[Items from a dataset]
------------------------------
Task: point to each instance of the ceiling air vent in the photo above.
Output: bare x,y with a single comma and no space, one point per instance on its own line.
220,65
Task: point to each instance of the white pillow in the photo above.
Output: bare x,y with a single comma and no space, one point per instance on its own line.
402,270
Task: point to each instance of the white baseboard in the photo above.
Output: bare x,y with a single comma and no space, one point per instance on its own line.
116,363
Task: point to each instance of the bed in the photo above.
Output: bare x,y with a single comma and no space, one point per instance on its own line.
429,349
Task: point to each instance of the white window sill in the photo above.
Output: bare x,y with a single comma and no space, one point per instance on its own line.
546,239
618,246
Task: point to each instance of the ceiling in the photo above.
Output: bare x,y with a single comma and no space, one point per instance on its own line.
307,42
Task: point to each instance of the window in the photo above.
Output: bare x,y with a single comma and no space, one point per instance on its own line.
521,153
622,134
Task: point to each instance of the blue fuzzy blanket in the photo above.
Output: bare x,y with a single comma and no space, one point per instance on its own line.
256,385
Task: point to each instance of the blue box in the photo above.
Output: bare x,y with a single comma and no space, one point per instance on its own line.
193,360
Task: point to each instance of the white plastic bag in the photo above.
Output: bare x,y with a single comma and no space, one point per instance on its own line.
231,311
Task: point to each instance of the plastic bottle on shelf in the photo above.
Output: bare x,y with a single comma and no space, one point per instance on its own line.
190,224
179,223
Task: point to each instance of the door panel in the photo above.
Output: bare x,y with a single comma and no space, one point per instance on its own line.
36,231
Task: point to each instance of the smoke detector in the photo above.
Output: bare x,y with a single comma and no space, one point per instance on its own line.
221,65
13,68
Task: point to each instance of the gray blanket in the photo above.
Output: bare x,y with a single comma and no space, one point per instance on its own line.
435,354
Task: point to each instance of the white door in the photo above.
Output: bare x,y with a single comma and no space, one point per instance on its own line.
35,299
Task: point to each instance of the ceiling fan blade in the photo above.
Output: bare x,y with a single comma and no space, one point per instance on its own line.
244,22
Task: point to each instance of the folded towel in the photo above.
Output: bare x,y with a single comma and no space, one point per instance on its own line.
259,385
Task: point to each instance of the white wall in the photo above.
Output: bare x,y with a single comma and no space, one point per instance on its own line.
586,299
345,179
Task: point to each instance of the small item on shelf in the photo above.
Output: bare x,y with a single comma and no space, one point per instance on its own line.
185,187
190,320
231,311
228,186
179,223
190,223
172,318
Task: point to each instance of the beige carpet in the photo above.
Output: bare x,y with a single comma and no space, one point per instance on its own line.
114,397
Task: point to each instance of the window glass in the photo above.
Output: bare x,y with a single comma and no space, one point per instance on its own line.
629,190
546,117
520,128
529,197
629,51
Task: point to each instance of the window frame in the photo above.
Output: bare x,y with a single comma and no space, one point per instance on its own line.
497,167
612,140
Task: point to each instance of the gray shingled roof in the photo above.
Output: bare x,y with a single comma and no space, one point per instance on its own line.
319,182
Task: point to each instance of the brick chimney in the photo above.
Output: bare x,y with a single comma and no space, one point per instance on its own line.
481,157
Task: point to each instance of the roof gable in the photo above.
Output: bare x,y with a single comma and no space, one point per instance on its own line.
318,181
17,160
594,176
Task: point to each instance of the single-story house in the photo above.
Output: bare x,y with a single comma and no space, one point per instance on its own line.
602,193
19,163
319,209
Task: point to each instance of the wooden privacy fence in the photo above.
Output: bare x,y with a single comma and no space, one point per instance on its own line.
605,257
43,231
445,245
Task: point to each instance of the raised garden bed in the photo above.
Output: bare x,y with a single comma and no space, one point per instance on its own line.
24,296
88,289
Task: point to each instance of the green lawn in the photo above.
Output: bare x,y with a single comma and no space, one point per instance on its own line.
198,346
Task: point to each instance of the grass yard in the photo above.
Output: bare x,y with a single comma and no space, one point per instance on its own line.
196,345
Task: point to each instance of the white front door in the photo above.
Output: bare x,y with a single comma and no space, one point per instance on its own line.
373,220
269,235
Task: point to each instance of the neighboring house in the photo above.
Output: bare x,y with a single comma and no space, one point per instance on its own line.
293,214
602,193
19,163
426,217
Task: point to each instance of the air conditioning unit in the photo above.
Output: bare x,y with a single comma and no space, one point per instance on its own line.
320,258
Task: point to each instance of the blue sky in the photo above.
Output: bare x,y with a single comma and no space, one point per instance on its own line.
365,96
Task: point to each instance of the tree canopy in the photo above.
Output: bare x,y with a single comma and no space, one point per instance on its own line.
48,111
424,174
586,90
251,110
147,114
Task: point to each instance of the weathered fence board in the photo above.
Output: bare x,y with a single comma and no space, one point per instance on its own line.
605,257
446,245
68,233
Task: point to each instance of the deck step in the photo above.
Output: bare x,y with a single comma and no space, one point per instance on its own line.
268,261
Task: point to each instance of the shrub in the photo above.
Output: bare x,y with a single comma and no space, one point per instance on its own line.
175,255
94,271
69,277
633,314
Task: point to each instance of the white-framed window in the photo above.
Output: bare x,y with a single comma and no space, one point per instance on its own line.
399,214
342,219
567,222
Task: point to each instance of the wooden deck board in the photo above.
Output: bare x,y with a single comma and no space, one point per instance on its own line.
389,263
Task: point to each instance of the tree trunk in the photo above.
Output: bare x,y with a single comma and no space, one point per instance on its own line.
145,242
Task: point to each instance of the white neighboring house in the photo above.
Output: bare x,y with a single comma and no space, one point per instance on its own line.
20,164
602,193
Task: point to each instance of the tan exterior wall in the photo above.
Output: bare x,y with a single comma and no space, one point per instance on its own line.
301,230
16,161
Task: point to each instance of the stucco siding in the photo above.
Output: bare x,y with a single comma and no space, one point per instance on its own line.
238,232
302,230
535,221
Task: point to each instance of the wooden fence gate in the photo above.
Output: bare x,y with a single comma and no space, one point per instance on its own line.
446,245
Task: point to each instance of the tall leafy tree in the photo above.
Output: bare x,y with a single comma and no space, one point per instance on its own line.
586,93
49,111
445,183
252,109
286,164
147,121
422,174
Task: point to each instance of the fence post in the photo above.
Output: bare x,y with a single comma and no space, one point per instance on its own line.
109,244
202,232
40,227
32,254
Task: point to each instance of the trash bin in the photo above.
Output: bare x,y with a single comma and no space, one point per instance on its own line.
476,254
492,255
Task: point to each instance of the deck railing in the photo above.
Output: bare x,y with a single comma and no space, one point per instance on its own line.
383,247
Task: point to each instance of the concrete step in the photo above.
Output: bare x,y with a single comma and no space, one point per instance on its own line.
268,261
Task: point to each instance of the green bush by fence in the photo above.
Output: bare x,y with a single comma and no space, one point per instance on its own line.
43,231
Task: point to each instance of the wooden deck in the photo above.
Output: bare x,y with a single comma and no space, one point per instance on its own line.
------------------------------
- [The exercise]: Above are some records; extract every one of them exactly.

- [Output for this task]:
Task: point to each instance of the ceiling air vent in the photo above.
Output: bare x,y with a single comma and no space, one point per instance on its own line.
220,65
Task: point to each instance of the white pillow in the photo above.
Output: bare x,y with a single comma and no space, one point per instance on its own line.
402,270
Task: point to each instance of the white baseboard in the photo above.
Output: bare x,y with a single comma and no space, one point per instance on its own line.
116,363
Task: point to each instance of the bed in the photo above.
Output: bare x,y with a single comma and no space, one point per instance on its own line.
429,349
Task: point to each instance of the white window sill in the photo above.
Output: bare x,y with a single comma and no space, one point per instance on its own line.
546,239
618,246
Task: point to each instance of the ceiling in the photo above.
Output: bare x,y with a single comma and no space, one point per instance on its own line.
307,42
Task: point to each instance of the window in the photo above.
Output: bare x,y with a single comma and no space, one point per instance on its own line.
521,153
622,134
Task: point to each instance of the blue fuzzy blanket in the photo above.
Output: bare x,y with a single comma and no space, one point per instance on its own line.
256,385
Task: point to each instance of the blue box in the photo above.
Output: bare x,y with a single comma and no space, one point per instance on its own line.
193,360
Task: point to each instance of the white plastic bag in the photo above.
Output: bare x,y with a single comma and no space, one point per instance on its own line.
231,311
Task: point to each instance of the plastic bottle on shelf in the photo above.
Output: bare x,y with a single comma and no space, one point per instance on its own line.
190,224
179,223
Task: point to each instance of the door panel in the photo above.
Output: bare x,y with a single comma and no space, one point per instance on its own line.
36,231
Task: point to each instance of the smoke detector in the photo above.
Output: bare x,y with a single comma and no space, one point per instance on its own line.
221,65
13,68
Task: point to each instance of the gray blanket in the photo above.
Output: bare x,y with a single comma and no space, one point per instance on its own line.
435,354
Task: point to each instance of the white door in the photo above.
Output: bare x,y with a single comma and no space, one point per instance on its own line.
35,299
Task: point to each instance of the ceiling fan blade in the photo above.
Output: bare x,y with a single comma and no space, one point per instance on its own line.
244,22
Task: point to each instance of the folded towel in the photo above.
Output: bare x,y with a single comma and no space, one point per instance on its own line.
259,385
Task: point to each instance of the white wall in the photo above.
Output: bare x,y with a single comma and no space, one point per instance on its own line.
586,299
345,179
Task: point to each instance of the small item on shelf in the photo above.
Output: bare x,y with a single comma and no space, one point per instance on its own line.
185,187
190,320
231,311
228,186
179,223
190,223
172,318
Task: point to each instance of the beige carpet in the photo above.
Output: bare x,y with a single comma and no space, one point per instance on its own line.
114,397
Task: point to each instance of the window glass in the photo above.
Output: bare x,y with a single comma and no space, one point per instance on its own line.
629,190
546,117
520,128
529,197
629,51
Task: point to each instance of the window frame in the photo above.
Output: bare x,y with a single comma and no space, one point per instance on its own line.
497,167
612,140
Task: point to each instance of the gray shingled roof in the photo above.
Output: bare x,y with a single comma and no space, one point per instance on its own line.
319,182
Task: point to each instance of the brick chimney in the photo above.
Output: bare x,y with a single comma and no space, one point per instance on its own line.
481,157
Task: point to each instance of the roof gable in the photo above.
Output: bare x,y with a single comma and no space, one point per instance on its own line.
318,181
17,160
594,176
Task: point to each instance of the single-story house in the photo above.
Output: bare x,y with a single comma and no space, one point per instance on its own line.
602,193
19,163
319,209
Task: point to each instance of the wooden privacy fence in the photo above.
Output: bare x,y with a single comma and no space, one point per instance on its own line.
605,257
43,231
445,245
Task: point to each instance of the raised garden bed in the photo above.
Output: bare x,y with a single comma and no space, one point per instance on its own line.
24,296
88,289
Task: point to each instance of the green lawn in the photo above.
Output: bare x,y with a single comma and no space, one point per instance on its own line.
198,346
Task: point to each instance of the grass yard in the photo above.
Output: bare x,y with a single comma and no space, one point per instance on its own line.
196,345
Task: point to each instance of the white front door in the photo above.
Output: bare x,y with a single comma and no space, one point per instance on its own line.
373,220
269,235
Task: point to each instance of the neighboring house in the photo above.
Output: bare x,y with a single comma and no space, one point per instance on its own line.
293,214
602,193
19,163
426,217
Task: point to each instance of the air conditioning unit in the photo above.
Output: bare x,y with a single comma and no space, one point per instance on its own line.
320,258
Task: point to each instance of the blue sky in the photo above.
Output: bare x,y with a single comma and no space, one point per instance on its own line.
365,96
Task: point to each instance of the tree canopy in the photo above.
Output: bare x,y with a single comma and no space, one point per instance on its own line.
48,111
424,174
586,90
251,110
147,114
Task: point to each instance of the weathered fence board in the photo above.
Output: bare x,y with a single comma and no space, one point per instance on its own line.
605,257
446,245
68,233
Task: point to each instance of the deck step in the photo above.
Output: bare x,y with a single comma and no space, one point per instance on its own line.
268,261
Task: point to each instance of the shrub in the photo above.
Output: bare x,y with a single comma and no space, one point per instance on its own line.
175,255
94,271
69,277
633,314
Task: point to each instance of the white-framed window in the photo above.
Output: bare x,y with a single comma and no space, one point per instance on its own line.
399,214
342,219
567,222
Task: point to each instance of the wooden deck board in the photo above.
Output: bare x,y with a single comma and no space, one point per instance on its own line.
389,263
Task: point to each instance of the tree trunk in the photo above.
Output: bare x,y with a single comma and no space, one point per instance on its own line.
145,242
Task: point to each instance of the white neighboring house in the photo above.
Output: bare x,y with a single comma and no space, one point per instance on its own line.
20,164
602,193
Task: point to each instance of the tan exterior wall in the photo above.
Output: bare x,y with a single comma and no space, one point per instance on its own line.
301,230
16,161
Task: point to each instance of the stucco siding in the photo above.
Output: bare x,y with a single comma and no space, one point per instance on its own line.
238,232
302,230
535,221
Task: point to each instance of the wooden fence gate in the photo above.
Output: bare x,y with a single comma and no space, one point per instance on its own line.
446,245
Task: point to each instance of the tall leafy tree in the photo above.
Output: bare x,y with a single comma and no space, one point per instance on its own line.
586,93
49,111
445,183
252,109
286,164
147,121
422,174
Task: point to each instance of the fence post in the photo above.
Output: bare x,y with a single comma and no space, one point per instance on its own line.
109,244
202,232
40,227
32,254
Task: point to each instance of the trash bin in the photo above.
Output: bare x,y with a single comma and no space, one point per instance on its own line.
476,254
492,255
Task: point to each instance of the deck railing in the photo above.
Output: bare x,y with a single comma and no space, one point per instance on its own line.
383,247
Task: point to each instance of the concrete step in the photo above.
Output: bare x,y with a single comma and no space, one point per instance on its own line.
268,261
Task: point to each instance of the green bush by fence in the photo above.
Output: bare x,y with a single comma and no space, one point per instance on its own line.
43,231
Task: point to each instance of the wooden deck in the photo above.
Output: bare x,y with a single comma and no space, one point per instance on its own line.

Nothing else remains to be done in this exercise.